Start

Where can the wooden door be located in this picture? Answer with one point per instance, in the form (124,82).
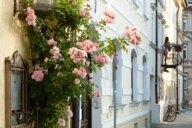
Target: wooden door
(86,114)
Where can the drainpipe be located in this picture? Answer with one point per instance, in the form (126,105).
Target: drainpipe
(156,54)
(177,99)
(114,87)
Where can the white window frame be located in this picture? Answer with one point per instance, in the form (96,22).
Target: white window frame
(185,78)
(134,68)
(185,50)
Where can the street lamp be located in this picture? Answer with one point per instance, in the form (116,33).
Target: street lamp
(43,4)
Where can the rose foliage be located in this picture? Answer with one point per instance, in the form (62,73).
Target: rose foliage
(65,49)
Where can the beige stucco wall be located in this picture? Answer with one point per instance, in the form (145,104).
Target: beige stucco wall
(12,38)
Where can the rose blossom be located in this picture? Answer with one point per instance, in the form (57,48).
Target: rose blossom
(61,122)
(46,59)
(101,59)
(96,93)
(51,42)
(77,81)
(38,75)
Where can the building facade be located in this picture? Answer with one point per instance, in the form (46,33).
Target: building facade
(187,30)
(12,38)
(171,81)
(136,69)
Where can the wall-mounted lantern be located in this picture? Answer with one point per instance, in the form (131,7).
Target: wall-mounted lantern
(43,4)
(97,102)
(35,4)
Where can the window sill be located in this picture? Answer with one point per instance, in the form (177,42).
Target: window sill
(118,106)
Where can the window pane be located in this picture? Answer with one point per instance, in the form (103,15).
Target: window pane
(184,54)
(185,84)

End

● **What is being asked**
Reproduce every one of the lines above verbatim, omitting the pictures.

● **Worked answer**
Where can the wooden door be located in this picture? Answer with one point per instance, in the form (124,82).
Target: wooden door
(86,114)
Where can the drainpipe be located in this picture? Answer with one point per instance, in the form (126,105).
Target: drainpipe
(156,54)
(177,99)
(114,87)
Where can the white window frame be located in this picture? Answer with one point per instance, in the form (96,22).
Target: white window frame
(185,78)
(134,68)
(185,50)
Where can the street lamp be located in this picture? Answer with one point per instance, in the form (116,33).
Target: street lamp
(43,4)
Where can the rose foliage be located in this picture? Answer with one point per instance, in the form (62,73).
Target: rose foliage
(65,49)
Where can the beige stucco wall be located in this picture? Answer with one point per instance, in the form (145,104).
Target: beige stucco wall
(12,38)
Where can the rose blossom be located in this picture? Answer with one point per instance, in the form (57,48).
Target: rose blossom
(61,122)
(46,59)
(101,59)
(96,93)
(51,42)
(77,81)
(38,75)
Where can the building facade be located in this picture? Answer with one point per instance, in the form (46,33).
Target: building facade
(187,30)
(12,38)
(171,81)
(136,69)
Where can the wall-mounted lantern be located in this picture? Answer with one point per instance, in the form (131,7).
Target: wall-mounted lantern
(43,4)
(97,102)
(35,4)
Where can the window sill be located in this picture? Answer with one point per instance, in the form (177,42).
Target: window sill
(118,106)
Where can the window pane be located in this picture? Answer with one point per instance, in the form (103,15).
Target: window pane
(184,54)
(185,84)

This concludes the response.